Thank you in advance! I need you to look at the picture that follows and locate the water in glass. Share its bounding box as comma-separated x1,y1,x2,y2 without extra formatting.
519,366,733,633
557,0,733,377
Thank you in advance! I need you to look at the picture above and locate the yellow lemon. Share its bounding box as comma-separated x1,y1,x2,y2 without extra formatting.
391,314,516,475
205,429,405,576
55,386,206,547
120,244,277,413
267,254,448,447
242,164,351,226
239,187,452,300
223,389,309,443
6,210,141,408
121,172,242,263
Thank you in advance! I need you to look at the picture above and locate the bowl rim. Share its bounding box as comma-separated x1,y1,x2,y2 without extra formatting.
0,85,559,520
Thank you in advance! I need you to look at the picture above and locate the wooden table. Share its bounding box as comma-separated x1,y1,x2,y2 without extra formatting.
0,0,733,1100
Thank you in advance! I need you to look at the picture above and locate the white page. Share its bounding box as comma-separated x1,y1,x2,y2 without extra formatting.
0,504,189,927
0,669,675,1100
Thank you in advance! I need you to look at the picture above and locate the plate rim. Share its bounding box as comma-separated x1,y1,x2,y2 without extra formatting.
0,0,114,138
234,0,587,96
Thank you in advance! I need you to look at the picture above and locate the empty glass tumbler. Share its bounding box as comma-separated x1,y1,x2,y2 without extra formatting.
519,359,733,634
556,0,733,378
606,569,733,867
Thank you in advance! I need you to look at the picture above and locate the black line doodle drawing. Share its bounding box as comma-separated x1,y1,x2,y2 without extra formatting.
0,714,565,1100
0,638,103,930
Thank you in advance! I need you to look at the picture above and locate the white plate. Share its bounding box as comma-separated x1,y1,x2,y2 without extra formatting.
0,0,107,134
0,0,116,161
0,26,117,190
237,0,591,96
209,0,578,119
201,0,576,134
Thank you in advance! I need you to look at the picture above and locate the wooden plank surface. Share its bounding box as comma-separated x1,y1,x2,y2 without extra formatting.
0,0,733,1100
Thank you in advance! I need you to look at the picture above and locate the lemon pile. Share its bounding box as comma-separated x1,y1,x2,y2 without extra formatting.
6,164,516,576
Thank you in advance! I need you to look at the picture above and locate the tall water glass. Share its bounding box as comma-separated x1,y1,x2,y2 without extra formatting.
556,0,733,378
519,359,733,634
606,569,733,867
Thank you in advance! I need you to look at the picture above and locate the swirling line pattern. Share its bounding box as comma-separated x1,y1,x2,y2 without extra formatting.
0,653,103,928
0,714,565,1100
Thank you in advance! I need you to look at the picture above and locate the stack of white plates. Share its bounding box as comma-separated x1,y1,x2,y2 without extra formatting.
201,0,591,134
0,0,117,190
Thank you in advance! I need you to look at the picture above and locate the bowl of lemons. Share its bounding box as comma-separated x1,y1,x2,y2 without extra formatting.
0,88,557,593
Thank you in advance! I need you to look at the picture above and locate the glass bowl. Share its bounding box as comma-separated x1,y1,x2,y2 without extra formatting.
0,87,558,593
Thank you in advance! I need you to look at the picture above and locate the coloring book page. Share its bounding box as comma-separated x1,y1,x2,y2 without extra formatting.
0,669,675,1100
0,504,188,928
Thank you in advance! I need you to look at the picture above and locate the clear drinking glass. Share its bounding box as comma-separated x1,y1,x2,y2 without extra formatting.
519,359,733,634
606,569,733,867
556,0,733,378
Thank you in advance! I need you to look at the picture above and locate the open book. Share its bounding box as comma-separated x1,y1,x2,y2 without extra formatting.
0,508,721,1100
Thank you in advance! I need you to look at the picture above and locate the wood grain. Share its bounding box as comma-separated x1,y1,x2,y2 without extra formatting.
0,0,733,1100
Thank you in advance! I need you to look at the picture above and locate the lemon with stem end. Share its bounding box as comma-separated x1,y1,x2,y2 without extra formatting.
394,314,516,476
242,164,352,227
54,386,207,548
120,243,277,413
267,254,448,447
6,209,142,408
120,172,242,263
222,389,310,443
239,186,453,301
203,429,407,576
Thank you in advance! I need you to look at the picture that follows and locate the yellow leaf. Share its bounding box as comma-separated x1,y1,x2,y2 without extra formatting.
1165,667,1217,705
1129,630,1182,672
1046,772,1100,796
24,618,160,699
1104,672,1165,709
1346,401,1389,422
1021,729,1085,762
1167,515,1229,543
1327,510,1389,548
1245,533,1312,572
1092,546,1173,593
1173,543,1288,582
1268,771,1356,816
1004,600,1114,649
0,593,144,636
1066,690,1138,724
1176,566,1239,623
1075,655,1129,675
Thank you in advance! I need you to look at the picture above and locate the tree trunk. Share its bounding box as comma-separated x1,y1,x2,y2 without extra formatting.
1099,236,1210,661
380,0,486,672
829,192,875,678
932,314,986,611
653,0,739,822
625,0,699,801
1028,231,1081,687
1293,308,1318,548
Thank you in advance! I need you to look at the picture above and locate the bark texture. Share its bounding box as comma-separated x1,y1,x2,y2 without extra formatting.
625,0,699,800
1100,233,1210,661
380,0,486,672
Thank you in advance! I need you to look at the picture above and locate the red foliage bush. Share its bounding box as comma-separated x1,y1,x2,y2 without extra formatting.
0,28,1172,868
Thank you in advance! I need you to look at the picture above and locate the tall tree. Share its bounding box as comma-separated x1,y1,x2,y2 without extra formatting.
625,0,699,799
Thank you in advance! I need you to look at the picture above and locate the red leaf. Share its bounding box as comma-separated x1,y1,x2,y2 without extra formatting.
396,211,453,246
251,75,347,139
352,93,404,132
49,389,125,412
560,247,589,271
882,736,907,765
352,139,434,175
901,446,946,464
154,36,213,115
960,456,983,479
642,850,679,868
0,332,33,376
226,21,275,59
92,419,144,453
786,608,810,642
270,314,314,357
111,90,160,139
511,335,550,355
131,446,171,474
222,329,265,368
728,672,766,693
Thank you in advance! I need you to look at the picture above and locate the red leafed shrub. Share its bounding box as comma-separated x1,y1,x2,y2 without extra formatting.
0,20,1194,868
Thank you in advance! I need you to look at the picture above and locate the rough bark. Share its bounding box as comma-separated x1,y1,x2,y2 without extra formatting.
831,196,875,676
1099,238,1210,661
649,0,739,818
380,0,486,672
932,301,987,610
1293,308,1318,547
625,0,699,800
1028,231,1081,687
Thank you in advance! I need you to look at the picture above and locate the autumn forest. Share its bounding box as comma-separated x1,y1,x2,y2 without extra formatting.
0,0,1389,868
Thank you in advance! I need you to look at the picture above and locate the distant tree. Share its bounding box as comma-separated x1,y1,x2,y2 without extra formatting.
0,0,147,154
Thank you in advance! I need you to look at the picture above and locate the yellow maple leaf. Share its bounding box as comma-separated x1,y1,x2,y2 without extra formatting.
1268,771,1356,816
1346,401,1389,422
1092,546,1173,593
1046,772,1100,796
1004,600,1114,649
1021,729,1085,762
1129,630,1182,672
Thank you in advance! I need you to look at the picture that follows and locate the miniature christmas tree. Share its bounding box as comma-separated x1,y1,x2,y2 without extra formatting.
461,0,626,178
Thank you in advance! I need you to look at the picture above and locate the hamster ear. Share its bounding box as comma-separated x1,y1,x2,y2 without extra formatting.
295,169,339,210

—————

## Direction
Render all of the material above as a two-column CSV with the header columns "request" and "answer". Give each request its own row, put its text and its answer each in one quoted field, and replace any line breaks inside a field with spaces.

## Output of the exercise
request,answer
"Thank you in advance! I need you to look at the picture that follows and locate the water in glass. Share its bounding box as comma-separated x1,y1,x2,y2 without extra formatting.","519,366,733,633 557,0,733,377"
"Thank you in advance! I need you to look at the picture above and locate the yellow lemon. Share its bounding box as comma-separated x1,y1,x2,y2 without extra formatting.","391,314,516,475 205,429,405,576 55,386,206,547 120,244,277,413 267,254,448,447 242,164,351,226 239,187,452,300 223,389,309,443 6,210,141,408 121,172,242,263"
"Thank you in advance! I need you to look at the picture above and locate the bowl rim. Share its bounding box as comma-separated x1,y1,x2,y2 without extra formatting.","0,85,559,520"
"Thank you in advance! I need you to look at the picture above and locate the wooden table. Share its bounding box as comma-separated x1,y1,x2,y2 without extra formatting.","0,0,733,1100"
"Thank you in advance! I need you to look at the picture above and locate the white page. Share its bounding box as comma-separated x1,y1,x2,y2 without extra formatting.","0,504,189,927 0,669,675,1100"
"Thank you in advance! I need you to look at the picture above and locate the plate rim. Share its bounding box as comma-separated x1,y1,x2,y2 without extra formatting.","0,0,114,138 234,0,587,96"
"Thank you in advance! I need you to look at the picture above and locate the empty glass tumbler. Share its bounding box as comma-separated x1,y1,x2,y2 without extra formatting.","519,359,733,634 556,0,733,378 606,569,733,867"
"Thank you in advance! I need you to look at the picture above and locate the black line doodle drawing. Share its bounding box as comma-separated x1,y1,x2,y2 without extra formatting.","0,714,565,1100 0,638,103,930"
"Thank you in advance! I need you to look at the picture above and locate the white plate. Share its bounding box as comma-separated x1,y1,x2,y2 without extra formatting.","0,0,107,134 0,0,116,161 0,26,117,190 237,0,591,96 209,0,578,119 201,0,576,134"
"Thank you in advance! I need you to look at the picture above and locate the wooden plank surface. Share its bounding box as comma-separated x1,y1,x2,y2 without extra formatting.","0,0,733,1100"
"Thank you in advance! I need you to look at the picture above and locate the lemon pile. Share its bounding box as comma-separated x1,y1,x2,y2 without extra formatting.","6,164,516,576"
"Thank you in advance! I need you to look at the picture above and locate the tall water glass. Share its bounding box as comma-separated x1,y1,x2,y2 without extra formatting.","556,0,733,378 519,359,733,634 606,569,733,867"
"Thank you in advance! I need you to look at the picture above and locate the swirling line pattern. Share its bounding box as comma-separated x1,y1,x2,y2 without extra formatting.","0,653,103,928 0,714,565,1100"
"Thank you in advance! I need you to look at the picture above and locate the stack of white plates. Share its bounding box as comma-separated x1,y1,x2,y2 without extra formatting.","201,0,591,134 0,0,117,190"
"Thank you in advance! I need you to look at the picture above and locate the bowl of lemons. Share its bounding box as comma-separated x1,y1,x2,y2 without extra formatting.","0,88,557,593"
"Thank you in advance! I need you to look at the picture above and locate the glass bowl. Share its bounding box as comma-separated x1,y1,x2,y2 without extra formatting.","0,87,558,593"
"Thank you in advance! I need you to look at the picture above and locate the coloring book page. Share its bounding box as comma-separated x1,y1,x2,y2 without extra formatting.","0,669,675,1100 0,504,188,928"
"Thank you in advance! I need you to look at the picture above and locate the clear drinking glass. Share its bounding box as comma-separated x1,y1,x2,y2 without extra formatting.","519,359,733,634 606,569,733,867 556,0,733,378"
"Thank you in advance! I need you to look at the picture above and locate the open book. Share its bounding box as comma-separated x1,y1,x2,y2 without extra formatting.","0,508,721,1100"
"Thank you in advance! I need you to look at the picture above and locate the wood grain. Share its bounding box as comma-separated x1,y1,x2,y2 without extra formatting.","0,0,733,1100"
"Thank you in advance! I need you to look at the picture above and locate the lemon with stem end. Share its bounding box as comma-separated x1,y1,x2,y2 without extra formatting.","394,314,516,476 242,164,352,227 54,386,207,548 120,243,277,413 267,254,448,447 6,209,142,408 120,172,242,263 222,389,310,443 239,186,453,301 203,429,407,576"
"Thank you in advance! I need you to look at the picture that follows and locate the yellow leaf. Share its bounding box as comma-separated x1,y1,x2,y2 without extra formatting.","1165,667,1217,705 1129,630,1182,672 1046,772,1100,796 24,618,160,699 1104,672,1165,709 1346,401,1389,422 1021,729,1085,762 1167,515,1229,543 1327,510,1389,548 1245,533,1312,572 1092,546,1173,593 1173,543,1288,582 1268,771,1356,816 1004,600,1114,649 0,593,144,636 1066,690,1138,724 1176,566,1239,623 1075,655,1129,675"
"Thank you in advance! I need you to look at the picture above and locate the tree trunk. Share its bounding box as comma-separated x1,y1,x2,y2 without extra formatting.","1099,236,1210,661 380,0,486,672 829,192,875,678 932,314,986,611 653,0,739,822 625,0,699,801 1028,231,1081,687 1293,308,1318,548"
"Thank you in advance! I need you to look at the picture above and locate the bark texture. Share its bounding box as comma-separated x1,y1,x2,y2 without extra formatting.","625,0,699,800 1100,233,1210,661 380,0,486,672"
"Thank you in advance! I need you to look at the picture above and locate the red foliage bush. Share its bounding box as comma-separated x1,y1,x2,y2 without extra formatting.","0,28,1172,868"
"Thank you in advance! I need you to look at the picture above and locate the tall tree. Share its bounding box as comma-separated x1,y1,x2,y2 without extra formatting.","625,0,699,799"
"Thank you in advance! I need you to look at the picture above and locate the red leaf. Share its bounding box as comma-separated x1,y1,x2,y2 without extra formatting.","396,211,453,246 251,75,347,139 352,93,404,132 49,389,125,412 560,247,589,271 882,736,907,765 352,139,434,175 901,446,946,464 154,36,213,115 960,456,983,479 642,850,679,868 0,332,33,376 226,21,275,59 92,419,144,453 786,608,810,642 270,314,314,357 111,90,160,139 511,335,550,355 131,446,171,474 222,329,265,368 728,672,766,693"
"Thank you in advance! I need you to look at the picture above and locate the red leafed shrub. Share its bounding box as comma-separated x1,y1,x2,y2 without extra formatting.","0,20,1194,868"
"Thank you in advance! I need you to look at the picture above and locate the rough bark. Share its bounding box as comma-separated x1,y1,x2,y2 without extra formatting.","831,196,875,676 1099,238,1210,661 649,0,739,818 380,0,486,672 932,301,987,610 1293,308,1318,547 625,0,699,800 1028,231,1081,687"
"Thank you in advance! I need you to look at the picture above and locate the autumn forest. Share its bounding box as comma-separated x1,y1,x2,y2 without extra formatting.","0,0,1389,868"
"Thank you in advance! I need you to look at the picture above and locate the distant tree. Share its bounding box as comma-separated x1,y1,x2,y2 without extra formatting.","0,0,147,154"
"Thank you in advance! I need you to look at the picture above and locate the yellow maple leaf. Share its bounding box as comma-separated x1,y1,x2,y2 without extra formatting.","1268,771,1356,816 1346,401,1389,422 1092,546,1173,593 1046,772,1100,796 1004,600,1114,649 1021,729,1085,762 1129,630,1182,672"
"Thank you in advance! I need you to look at the picture that follows and locate the miniature christmas tree. Share its bounding box as comma-separated x1,y1,x2,y2 without extra formatting.","461,0,626,178"
"Thank you in advance! I need you to look at the picture above and locate the hamster ear. Share its bounding box as comma-separated x1,y1,x2,y2 without extra formatting.","295,169,339,210"